_Texte proposé_.
---+---

Il a environ quatre ans, deux grands yeux innocents, une tête blonde n'arrivant pas plus haut que l'épaule de son papa accroupi à côté de lui, et beaucoup d'espoirs qui seront bientôt déçus par l'effort conjugué de la coupe du monde de football, d'une grande surface, et d'un zeste d'inattention paternelle.
Mais reprenons cette historiette a son commencement.
La coupe du monde qui s'annonce, hormis nous polluer l'été sous ses remugles footbalistiques, rend encore plus insupportable la corvée rituelle des courses, en se surimprimant au décor consumériste, à grand renfort de marketing et d'opérations promotionnelles diverses.
Ainsi les magasins Croisement(1), non content d'espérer la défaite des bleus, organisent-ils un jeu indexé sur la valeur ou la qualité des produits achetés ; selon un barême que j'ignore, on se voit attribuer après passage en caisse un certain nombre de figurines aimantées, présentées dans un emballage plastique très développement durable(2) contenant également un petit papier où figure un code barre, à flasher soi-même(3) devant une borne facilement repérable grâce aux nombreux chariots attirés par l'espoir insensé de gagner un T-shirt aux couleurs de l'équipe de France, un porte clé Estelle Denis qui fait pouet, les chaussures de Raymond Domenech, ou le sifflet officiel de l'arbitre ; ou peut-être même, pour les plus chanceux, un bon d'achat qui leur permettra de revenir jouer demain.
Ce jour là, comme j'étais passablement en retard et donc plus à ça près, je décidai d'éprouver ma chance et ma patience en m'insérant dans la file des chariots encalminés devant l'écueil. Je ne savais alors pas que je m'approchai du drame.

---+---

_Items fournis_.

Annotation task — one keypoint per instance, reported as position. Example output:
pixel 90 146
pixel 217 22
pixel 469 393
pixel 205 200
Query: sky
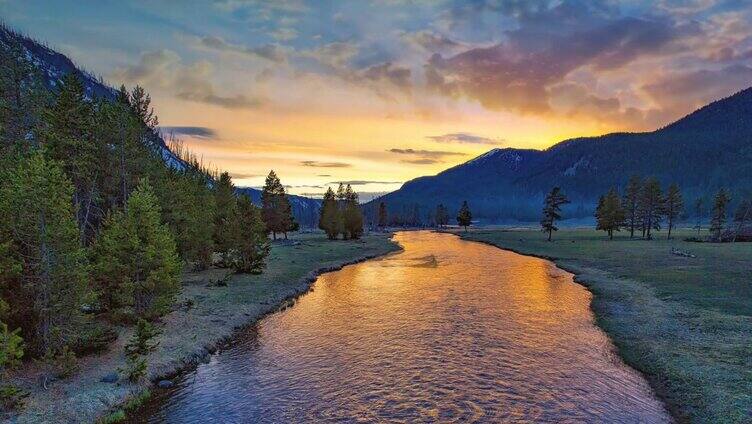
pixel 379 92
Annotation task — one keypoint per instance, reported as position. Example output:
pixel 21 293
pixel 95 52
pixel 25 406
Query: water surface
pixel 445 331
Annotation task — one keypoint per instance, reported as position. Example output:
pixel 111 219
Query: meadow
pixel 685 322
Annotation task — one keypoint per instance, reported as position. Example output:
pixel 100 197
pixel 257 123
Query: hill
pixel 708 149
pixel 53 66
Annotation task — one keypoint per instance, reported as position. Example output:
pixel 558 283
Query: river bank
pixel 685 323
pixel 207 317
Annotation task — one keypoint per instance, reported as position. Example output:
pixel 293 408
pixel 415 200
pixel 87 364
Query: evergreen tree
pixel 252 242
pixel 442 216
pixel 352 216
pixel 44 279
pixel 275 207
pixel 329 215
pixel 631 203
pixel 718 215
pixel 699 212
pixel 464 217
pixel 382 215
pixel 651 207
pixel 609 214
pixel 551 210
pixel 69 139
pixel 225 222
pixel 742 216
pixel 136 263
pixel 673 206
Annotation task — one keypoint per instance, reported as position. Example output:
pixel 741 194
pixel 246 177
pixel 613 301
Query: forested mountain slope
pixel 53 66
pixel 708 149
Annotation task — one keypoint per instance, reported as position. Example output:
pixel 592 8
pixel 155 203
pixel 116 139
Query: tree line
pixel 95 228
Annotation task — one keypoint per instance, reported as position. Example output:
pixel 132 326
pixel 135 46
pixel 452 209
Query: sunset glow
pixel 377 93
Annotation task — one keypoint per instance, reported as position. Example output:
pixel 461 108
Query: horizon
pixel 405 90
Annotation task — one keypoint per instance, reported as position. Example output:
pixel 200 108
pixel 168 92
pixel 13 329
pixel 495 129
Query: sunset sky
pixel 379 92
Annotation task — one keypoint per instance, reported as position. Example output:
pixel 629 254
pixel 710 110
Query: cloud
pixel 465 138
pixel 164 69
pixel 426 153
pixel 364 182
pixel 241 175
pixel 195 132
pixel 549 44
pixel 317 164
pixel 424 161
pixel 271 52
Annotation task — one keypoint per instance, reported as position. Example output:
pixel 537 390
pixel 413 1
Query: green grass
pixel 686 323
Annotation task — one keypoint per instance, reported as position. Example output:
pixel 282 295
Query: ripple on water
pixel 447 330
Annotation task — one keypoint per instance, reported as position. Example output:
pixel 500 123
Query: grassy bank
pixel 206 316
pixel 686 323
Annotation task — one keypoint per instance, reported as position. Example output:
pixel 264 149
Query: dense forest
pixel 99 217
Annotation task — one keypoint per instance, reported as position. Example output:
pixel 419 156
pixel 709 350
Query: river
pixel 445 331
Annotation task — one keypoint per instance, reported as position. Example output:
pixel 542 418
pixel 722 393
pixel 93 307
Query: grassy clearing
pixel 206 316
pixel 684 322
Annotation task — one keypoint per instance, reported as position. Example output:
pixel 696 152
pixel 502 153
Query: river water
pixel 445 331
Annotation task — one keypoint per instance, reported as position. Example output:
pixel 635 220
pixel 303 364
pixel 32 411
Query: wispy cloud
pixel 195 132
pixel 317 164
pixel 364 182
pixel 465 138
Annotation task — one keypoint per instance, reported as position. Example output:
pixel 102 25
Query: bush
pixel 11 398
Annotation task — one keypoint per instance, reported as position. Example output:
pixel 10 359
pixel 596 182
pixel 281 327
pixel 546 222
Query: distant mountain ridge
pixel 54 66
pixel 707 149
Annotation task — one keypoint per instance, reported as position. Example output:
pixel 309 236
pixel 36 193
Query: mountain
pixel 53 66
pixel 707 149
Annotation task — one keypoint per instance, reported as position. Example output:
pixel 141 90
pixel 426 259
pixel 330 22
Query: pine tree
pixel 225 222
pixel 718 217
pixel 382 215
pixel 252 242
pixel 275 207
pixel 742 215
pixel 464 217
pixel 651 206
pixel 631 203
pixel 551 210
pixel 609 214
pixel 352 216
pixel 673 206
pixel 69 139
pixel 329 215
pixel 699 212
pixel 136 263
pixel 442 216
pixel 46 282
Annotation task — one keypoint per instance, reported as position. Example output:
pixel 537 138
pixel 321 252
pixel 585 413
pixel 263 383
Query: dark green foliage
pixel 631 203
pixel 275 207
pixel 383 218
pixel 651 207
pixel 142 341
pixel 718 215
pixel 352 217
pixel 329 215
pixel 442 216
pixel 464 216
pixel 610 214
pixel 742 216
pixel 252 243
pixel 225 223
pixel 552 210
pixel 673 206
pixel 45 284
pixel 136 263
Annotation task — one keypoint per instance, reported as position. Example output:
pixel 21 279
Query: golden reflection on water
pixel 447 331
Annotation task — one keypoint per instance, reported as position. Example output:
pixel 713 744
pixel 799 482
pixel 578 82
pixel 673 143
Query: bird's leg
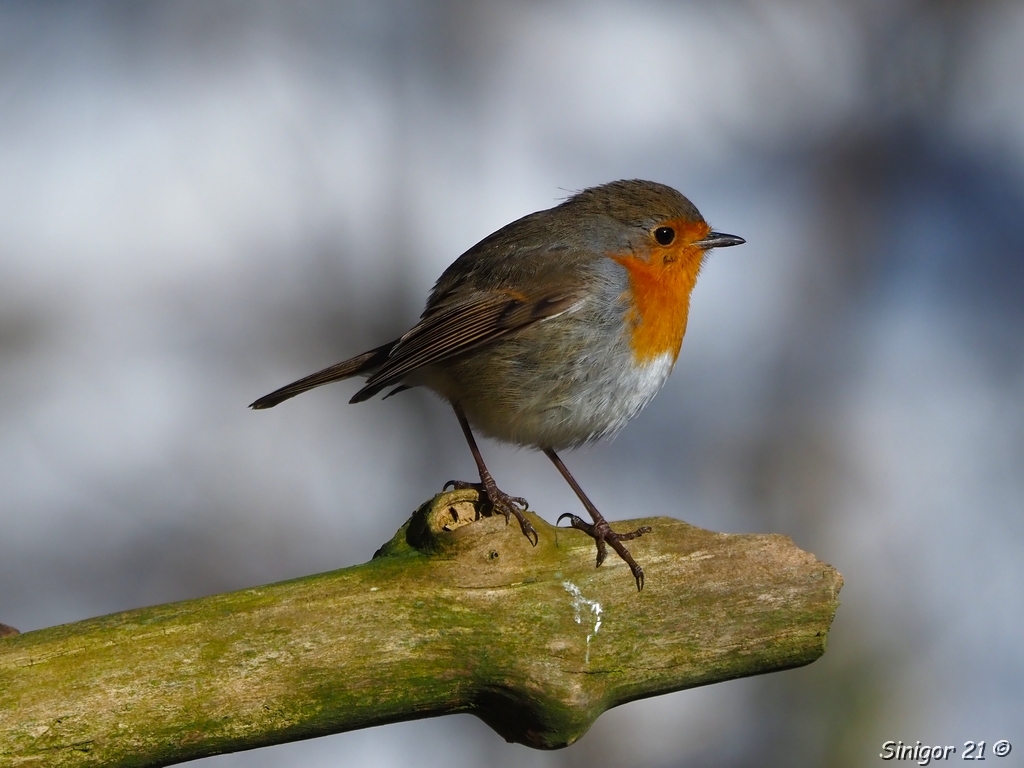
pixel 498 499
pixel 599 530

---+---

_Consigne_.
Recopiez le passage du texte sur la Coupe du monde qui commence par « La coupe du monde qui » et se poursuit jusqu'à « d'opérations promotionnelles diverses. ». Ces items proviennent d'une autre source que le texte.

_Réponse attendue_.
La coupe du monde qui s'annonce, hormis nous polluer l'été sous ses remugles footbalistiques, rend encore plus insupportable la corvée rituelle des courses, en se surimprimant au décor consumériste, à grand renfort de marketing et d'opérations promotionnelles diverses.